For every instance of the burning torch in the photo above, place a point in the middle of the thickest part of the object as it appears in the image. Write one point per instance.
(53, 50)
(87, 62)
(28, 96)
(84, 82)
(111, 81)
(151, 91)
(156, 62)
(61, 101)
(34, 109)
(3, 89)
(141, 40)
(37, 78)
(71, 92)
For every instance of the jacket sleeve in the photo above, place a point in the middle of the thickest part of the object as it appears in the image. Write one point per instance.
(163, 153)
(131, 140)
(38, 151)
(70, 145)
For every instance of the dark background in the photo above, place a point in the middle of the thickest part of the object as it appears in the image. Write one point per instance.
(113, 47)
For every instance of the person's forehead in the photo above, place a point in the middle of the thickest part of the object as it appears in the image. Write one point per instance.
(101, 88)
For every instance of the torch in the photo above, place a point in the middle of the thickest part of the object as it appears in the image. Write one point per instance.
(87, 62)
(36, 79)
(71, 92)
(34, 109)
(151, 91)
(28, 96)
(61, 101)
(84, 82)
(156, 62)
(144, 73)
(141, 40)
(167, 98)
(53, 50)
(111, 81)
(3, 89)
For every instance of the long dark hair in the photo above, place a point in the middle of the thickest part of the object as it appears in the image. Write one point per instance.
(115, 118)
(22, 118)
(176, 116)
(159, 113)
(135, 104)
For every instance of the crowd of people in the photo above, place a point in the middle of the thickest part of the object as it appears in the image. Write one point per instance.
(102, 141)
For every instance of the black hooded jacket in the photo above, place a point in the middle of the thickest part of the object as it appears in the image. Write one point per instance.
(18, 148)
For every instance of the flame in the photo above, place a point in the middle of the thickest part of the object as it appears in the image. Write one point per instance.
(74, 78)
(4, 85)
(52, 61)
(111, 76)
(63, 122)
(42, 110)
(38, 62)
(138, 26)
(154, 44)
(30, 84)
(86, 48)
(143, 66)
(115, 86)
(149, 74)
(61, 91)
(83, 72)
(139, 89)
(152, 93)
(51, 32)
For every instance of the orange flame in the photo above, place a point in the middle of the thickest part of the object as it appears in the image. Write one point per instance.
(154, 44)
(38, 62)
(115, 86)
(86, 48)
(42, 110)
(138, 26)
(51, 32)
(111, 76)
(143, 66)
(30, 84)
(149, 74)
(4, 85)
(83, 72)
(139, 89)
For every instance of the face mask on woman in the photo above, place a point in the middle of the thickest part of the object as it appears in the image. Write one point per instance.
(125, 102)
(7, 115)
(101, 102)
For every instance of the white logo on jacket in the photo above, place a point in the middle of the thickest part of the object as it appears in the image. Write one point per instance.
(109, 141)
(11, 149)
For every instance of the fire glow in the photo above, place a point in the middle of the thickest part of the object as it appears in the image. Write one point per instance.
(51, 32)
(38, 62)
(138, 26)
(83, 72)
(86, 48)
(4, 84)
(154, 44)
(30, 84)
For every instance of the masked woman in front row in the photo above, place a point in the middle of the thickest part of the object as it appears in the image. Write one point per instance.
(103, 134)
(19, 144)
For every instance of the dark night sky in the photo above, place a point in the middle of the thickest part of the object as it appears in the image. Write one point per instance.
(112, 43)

§ **Task description**
Please reproduce each record precisely as written.

§ **Problem solution**
For every instance of the burning torch in the photo above, place a point in the middle of the thickest part of the object as it appears in the image. Write one point per instance.
(53, 50)
(87, 62)
(28, 96)
(84, 82)
(111, 81)
(151, 91)
(156, 62)
(61, 101)
(34, 109)
(3, 89)
(141, 40)
(37, 78)
(71, 92)
For every instance of the jacket sleeve in the photo above, place a point in the middle of the thickest part of the object as it appears in the image. Write one point per instance.
(163, 153)
(131, 140)
(38, 151)
(70, 145)
For every instance of the dark background in the photo above, place a point in the middle of the thickest part of the object as it appears in the image. Write one point per instance.
(113, 47)
For every instance of the person's forehead in the photo above, place a point in the middle of the thickest part of the object as it appears in the image. Write one point per instance.
(101, 88)
For every instance of the torch in the photo above, place a point in the middle of the thickest part of the object as it appears in the image. Write one point per instance.
(87, 62)
(36, 79)
(71, 92)
(34, 109)
(151, 91)
(28, 96)
(61, 101)
(84, 82)
(156, 62)
(144, 73)
(141, 40)
(167, 98)
(53, 50)
(111, 81)
(3, 89)
For every instance of the long dark hair in the photo above, place a point in the middle of the thickest part of the object as it appears in the image. Write one point per instance.
(115, 118)
(22, 118)
(176, 116)
(159, 113)
(135, 104)
For every instance of the crowd of people in the photo above, place a point in the middle of the thickest part of the object as it appears in the image. Write one point per instance.
(102, 141)
For every instance of the black hooded jacket in the photo above, place a point in the middle of the thickest part of the object as it appears in the image. Write one point per instance.
(18, 148)
For every instance of the flame in the photo above, place a point in the middle of the thickest part of the object as it appears in the image. Write one point per instance.
(74, 78)
(4, 85)
(52, 61)
(111, 76)
(63, 122)
(42, 110)
(38, 62)
(138, 26)
(154, 44)
(30, 84)
(86, 48)
(143, 66)
(115, 86)
(149, 74)
(61, 91)
(83, 72)
(139, 89)
(152, 93)
(51, 32)
For every instance of the orange flame in the photo above, place a point in the middle of the thickest part of the object as it appears in the image. Write one point per instance.
(154, 44)
(38, 62)
(115, 86)
(86, 48)
(42, 110)
(138, 26)
(51, 32)
(111, 76)
(143, 66)
(30, 84)
(149, 74)
(4, 85)
(83, 72)
(139, 89)
For every instance of the face mask on woman in the photo above, place a point in the middle of the thickest part of the object as it appears in the image. Write one point per instance.
(125, 102)
(7, 115)
(101, 102)
For every instance of the white logo on jacket in the photo above, place a point in the middle of the thickest part of the object as it appears in the image. Write one point per instance.
(109, 141)
(11, 149)
For every instance of the fire glow in the photo above, place a point in the middle of the thickest part of the object as it appears in the image. Write one point per instance.
(51, 32)
(38, 62)
(138, 26)
(83, 72)
(86, 48)
(4, 84)
(154, 44)
(30, 84)
For every instance of the masked woman in front row in the photo above, place a point in the middle of the thickest part of the object as it appears in the image. Write one point per instance.
(103, 134)
(19, 144)
For every instance of the dark night sky in the photo above, place a point in the middle of the thickest part of the object as it appears in the image. Write one point per instance.
(112, 43)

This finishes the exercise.